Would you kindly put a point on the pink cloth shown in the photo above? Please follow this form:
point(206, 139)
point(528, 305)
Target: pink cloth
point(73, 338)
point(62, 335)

• • •

**EXERCISE DESCRIPTION**
Present every line of the entries above as a numbered list, omitting blank lines.

**TASK OUTPUT**
1. Would you kindly put a point on the pink cloth shown in the photo above? Please follow this form:
2. point(206, 139)
3. point(528, 305)
4. Target: pink cloth
5. point(73, 338)
6. point(62, 335)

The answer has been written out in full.